Детали задания: Перепишите листинг ниже от самого начала до строки с «[[166, 111]]» включительно, сохранив каждую строку полностью. В ответах увеличьте на 69 каждую координату.
---------- Раздел данных
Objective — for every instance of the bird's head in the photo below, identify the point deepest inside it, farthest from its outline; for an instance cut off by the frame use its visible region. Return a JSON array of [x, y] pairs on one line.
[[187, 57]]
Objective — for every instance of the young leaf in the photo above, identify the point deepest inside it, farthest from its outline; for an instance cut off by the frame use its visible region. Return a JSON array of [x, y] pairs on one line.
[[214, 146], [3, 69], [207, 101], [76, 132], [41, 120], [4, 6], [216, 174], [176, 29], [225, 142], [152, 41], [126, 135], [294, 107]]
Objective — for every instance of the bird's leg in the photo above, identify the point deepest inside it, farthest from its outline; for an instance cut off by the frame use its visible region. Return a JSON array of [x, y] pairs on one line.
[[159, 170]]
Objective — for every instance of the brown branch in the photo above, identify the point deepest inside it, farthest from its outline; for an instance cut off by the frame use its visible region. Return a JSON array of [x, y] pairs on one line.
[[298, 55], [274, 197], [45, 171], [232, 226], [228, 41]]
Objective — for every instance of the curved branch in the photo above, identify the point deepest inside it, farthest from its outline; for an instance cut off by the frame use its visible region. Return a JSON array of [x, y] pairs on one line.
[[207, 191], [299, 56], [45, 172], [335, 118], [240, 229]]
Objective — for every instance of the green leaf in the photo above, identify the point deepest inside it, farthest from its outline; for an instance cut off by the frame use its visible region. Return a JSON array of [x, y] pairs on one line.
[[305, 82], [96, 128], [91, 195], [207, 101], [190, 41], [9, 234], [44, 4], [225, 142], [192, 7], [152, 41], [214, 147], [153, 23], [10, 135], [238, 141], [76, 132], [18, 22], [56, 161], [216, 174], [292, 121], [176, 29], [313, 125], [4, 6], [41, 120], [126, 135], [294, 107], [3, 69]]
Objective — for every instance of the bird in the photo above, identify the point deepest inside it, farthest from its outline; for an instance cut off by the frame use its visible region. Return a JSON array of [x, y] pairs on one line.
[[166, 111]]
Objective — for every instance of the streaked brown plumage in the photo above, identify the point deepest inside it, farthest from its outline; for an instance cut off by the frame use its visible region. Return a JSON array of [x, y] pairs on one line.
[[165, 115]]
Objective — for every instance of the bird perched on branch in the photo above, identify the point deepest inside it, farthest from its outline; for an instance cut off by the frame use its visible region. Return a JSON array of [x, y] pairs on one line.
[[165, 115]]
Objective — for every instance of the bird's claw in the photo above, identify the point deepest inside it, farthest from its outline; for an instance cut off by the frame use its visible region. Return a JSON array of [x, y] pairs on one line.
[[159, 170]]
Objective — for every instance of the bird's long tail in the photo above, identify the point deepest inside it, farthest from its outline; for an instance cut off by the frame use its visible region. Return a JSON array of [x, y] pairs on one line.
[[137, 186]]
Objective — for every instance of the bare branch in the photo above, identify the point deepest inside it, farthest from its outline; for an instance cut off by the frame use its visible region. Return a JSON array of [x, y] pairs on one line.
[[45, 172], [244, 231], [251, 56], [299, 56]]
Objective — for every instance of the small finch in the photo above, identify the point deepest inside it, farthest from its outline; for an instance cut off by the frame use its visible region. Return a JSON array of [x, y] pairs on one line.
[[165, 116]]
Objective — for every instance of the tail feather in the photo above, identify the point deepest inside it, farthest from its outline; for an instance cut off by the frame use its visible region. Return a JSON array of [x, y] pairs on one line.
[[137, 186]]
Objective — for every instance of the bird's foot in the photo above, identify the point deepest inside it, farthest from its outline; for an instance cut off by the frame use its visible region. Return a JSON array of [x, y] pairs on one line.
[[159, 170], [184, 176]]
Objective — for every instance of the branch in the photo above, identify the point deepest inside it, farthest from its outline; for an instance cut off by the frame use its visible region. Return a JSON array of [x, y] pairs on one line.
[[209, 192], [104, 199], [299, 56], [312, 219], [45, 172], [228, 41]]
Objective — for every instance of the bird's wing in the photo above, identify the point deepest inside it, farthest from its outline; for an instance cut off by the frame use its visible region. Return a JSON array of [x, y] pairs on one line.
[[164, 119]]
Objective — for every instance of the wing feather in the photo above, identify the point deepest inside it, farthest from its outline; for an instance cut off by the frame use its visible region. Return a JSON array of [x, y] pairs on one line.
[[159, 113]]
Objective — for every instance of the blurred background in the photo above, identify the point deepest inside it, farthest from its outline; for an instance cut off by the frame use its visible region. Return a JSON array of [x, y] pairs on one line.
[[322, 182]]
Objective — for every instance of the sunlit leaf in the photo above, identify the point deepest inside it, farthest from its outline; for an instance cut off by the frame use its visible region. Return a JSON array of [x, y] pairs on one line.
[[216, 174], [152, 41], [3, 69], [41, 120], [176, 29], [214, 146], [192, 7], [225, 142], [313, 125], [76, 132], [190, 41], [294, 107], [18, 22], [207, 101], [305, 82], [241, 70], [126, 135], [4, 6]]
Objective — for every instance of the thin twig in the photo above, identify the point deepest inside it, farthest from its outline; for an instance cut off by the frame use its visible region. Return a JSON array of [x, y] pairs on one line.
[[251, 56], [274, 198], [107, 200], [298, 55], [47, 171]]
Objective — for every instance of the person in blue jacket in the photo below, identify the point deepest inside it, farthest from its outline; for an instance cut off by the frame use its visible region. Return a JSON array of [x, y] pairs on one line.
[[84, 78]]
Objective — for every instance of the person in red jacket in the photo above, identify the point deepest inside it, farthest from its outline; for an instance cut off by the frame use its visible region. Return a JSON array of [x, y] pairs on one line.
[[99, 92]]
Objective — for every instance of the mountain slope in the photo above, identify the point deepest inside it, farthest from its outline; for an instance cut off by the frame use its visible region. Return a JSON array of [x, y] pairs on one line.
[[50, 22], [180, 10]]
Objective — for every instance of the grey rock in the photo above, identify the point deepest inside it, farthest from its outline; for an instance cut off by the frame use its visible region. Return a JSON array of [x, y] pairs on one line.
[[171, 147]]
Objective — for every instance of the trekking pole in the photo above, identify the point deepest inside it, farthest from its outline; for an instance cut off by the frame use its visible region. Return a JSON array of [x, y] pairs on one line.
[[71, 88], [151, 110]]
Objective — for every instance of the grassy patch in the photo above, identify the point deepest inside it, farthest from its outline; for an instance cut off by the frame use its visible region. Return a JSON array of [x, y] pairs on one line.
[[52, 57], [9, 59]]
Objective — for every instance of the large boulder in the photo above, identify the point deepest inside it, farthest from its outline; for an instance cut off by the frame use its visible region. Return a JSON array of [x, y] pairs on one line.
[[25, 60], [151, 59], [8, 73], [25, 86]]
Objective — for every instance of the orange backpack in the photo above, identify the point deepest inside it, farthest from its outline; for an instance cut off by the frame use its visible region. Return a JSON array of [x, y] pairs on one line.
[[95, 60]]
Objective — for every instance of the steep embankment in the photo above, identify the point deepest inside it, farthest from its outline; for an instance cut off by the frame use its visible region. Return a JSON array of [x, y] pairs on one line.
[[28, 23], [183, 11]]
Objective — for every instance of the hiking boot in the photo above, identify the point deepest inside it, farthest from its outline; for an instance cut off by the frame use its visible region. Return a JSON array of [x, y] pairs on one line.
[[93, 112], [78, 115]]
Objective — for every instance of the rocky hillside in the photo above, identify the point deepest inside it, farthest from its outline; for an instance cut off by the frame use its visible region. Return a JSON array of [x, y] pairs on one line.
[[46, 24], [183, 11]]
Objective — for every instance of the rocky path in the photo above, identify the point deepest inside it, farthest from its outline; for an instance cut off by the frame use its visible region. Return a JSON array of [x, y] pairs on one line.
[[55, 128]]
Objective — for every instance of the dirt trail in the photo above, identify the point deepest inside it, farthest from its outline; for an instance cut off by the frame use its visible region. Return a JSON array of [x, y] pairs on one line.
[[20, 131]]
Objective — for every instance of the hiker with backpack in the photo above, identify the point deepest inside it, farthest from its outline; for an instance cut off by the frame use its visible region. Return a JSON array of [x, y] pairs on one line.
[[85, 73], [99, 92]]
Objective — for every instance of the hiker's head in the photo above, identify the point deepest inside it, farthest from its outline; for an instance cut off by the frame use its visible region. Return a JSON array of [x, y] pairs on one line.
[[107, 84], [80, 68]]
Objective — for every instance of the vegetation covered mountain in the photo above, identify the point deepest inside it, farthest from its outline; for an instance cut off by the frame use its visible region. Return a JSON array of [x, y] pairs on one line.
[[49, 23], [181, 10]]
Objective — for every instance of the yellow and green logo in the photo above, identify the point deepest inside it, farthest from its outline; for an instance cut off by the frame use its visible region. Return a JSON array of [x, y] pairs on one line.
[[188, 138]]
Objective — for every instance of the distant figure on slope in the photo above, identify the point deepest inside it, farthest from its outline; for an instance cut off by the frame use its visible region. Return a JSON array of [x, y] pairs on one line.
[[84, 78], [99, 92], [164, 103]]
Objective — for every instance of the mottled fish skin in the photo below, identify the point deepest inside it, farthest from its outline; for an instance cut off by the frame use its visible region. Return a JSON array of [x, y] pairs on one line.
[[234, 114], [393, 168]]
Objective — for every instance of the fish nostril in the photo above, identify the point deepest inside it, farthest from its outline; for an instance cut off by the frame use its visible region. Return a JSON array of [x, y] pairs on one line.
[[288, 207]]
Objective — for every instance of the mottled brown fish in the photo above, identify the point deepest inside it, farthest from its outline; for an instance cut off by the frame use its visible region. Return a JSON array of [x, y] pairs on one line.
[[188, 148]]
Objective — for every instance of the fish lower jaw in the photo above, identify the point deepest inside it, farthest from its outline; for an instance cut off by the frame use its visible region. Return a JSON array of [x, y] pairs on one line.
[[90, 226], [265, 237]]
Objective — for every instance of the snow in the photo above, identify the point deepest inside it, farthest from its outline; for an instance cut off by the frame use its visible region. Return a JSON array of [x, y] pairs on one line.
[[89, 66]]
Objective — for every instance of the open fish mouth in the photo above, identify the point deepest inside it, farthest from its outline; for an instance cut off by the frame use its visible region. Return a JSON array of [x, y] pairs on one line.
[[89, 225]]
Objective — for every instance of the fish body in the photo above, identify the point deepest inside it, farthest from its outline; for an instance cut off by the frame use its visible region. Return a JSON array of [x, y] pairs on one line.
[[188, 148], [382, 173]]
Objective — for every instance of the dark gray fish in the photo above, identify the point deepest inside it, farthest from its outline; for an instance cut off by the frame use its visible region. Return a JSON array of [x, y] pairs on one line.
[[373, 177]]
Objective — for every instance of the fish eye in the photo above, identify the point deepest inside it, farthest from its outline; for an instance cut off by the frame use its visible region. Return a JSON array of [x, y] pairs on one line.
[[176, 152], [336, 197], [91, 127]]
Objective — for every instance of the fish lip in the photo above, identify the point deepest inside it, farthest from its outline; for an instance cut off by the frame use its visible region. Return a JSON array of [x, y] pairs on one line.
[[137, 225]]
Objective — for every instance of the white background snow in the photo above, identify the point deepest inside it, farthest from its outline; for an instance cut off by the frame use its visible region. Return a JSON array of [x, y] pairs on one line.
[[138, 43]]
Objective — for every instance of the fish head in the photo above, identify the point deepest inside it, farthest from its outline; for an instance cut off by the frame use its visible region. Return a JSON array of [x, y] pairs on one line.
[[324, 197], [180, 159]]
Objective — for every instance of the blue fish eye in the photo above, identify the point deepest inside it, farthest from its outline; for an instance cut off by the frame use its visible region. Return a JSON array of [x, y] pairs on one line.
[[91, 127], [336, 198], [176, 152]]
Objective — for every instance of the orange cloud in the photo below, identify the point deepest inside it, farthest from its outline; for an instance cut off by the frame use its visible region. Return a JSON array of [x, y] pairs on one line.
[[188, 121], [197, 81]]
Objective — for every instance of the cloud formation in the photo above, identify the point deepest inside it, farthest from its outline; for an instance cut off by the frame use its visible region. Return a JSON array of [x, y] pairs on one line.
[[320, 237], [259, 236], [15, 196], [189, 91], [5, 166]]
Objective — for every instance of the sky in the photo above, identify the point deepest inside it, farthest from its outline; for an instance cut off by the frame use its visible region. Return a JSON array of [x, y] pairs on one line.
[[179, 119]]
--------------------
Ответ на задание:
Objective — for every instance of the bird's head in the photo below, identify the point deepest inside it, farthest from its outline; for an instance cut off by the frame use its visible region. Return a JSON array of [x, y] pairs on one line.
[[256, 126]]
Objective — for every instance of the young leaf in the photo above, identify the point deepest inside it, farthest from its outline; for an instance cut off by the frame use its visible region. Return a JSON array of [x, y] pairs on one line.
[[283, 215], [72, 138], [276, 170], [145, 201], [110, 189], [73, 75], [285, 243], [245, 98], [294, 211], [221, 110], [195, 204], [363, 176]]
Objective — for every instance of the bird's leg in the photo above, identify the point deepest inside it, farthest from its outline; for an instance cut off by the frame use its visible region. Return a JSON array of [x, y] pairs on one line.
[[228, 239]]
Objective — for every instance of the brown branch in the photo above, identify the point deepest inside it, farthest from its outline; for an instance cut off by the frame use its visible region. Return a JSON array of [x, y] pairs on one line.
[[367, 124], [343, 266], [114, 240], [301, 295], [297, 110]]
Objective — for every instance of the curved branch in the photo above, identify the point deepest inside it, farthest from its outline; for an instance cut off by the frame use its visible region. Return a JSON array of [x, y] pairs on one line.
[[276, 260], [368, 125], [114, 241], [404, 187], [309, 298]]
Objective — for every instance of the green leaf in the photo above, identify the point deepest inside it, farthest from its outline; for an instance cut off by the frame use its visible region. Return a JSON array of [x, y] pairs on one line.
[[374, 151], [165, 197], [160, 264], [276, 170], [259, 110], [78, 303], [113, 73], [294, 211], [261, 76], [221, 110], [283, 216], [222, 92], [79, 204], [307, 210], [145, 201], [87, 91], [125, 230], [285, 243], [361, 190], [245, 98], [382, 194], [73, 75], [110, 189], [195, 204], [363, 176], [72, 138]]
Objective — for every instance of the bird in the photo above, identify the point deepest inside it, farthest from its outline; for an instance cut off by the frame use its visible region. Return a JSON array of [x, y] pairs on one line.
[[235, 180]]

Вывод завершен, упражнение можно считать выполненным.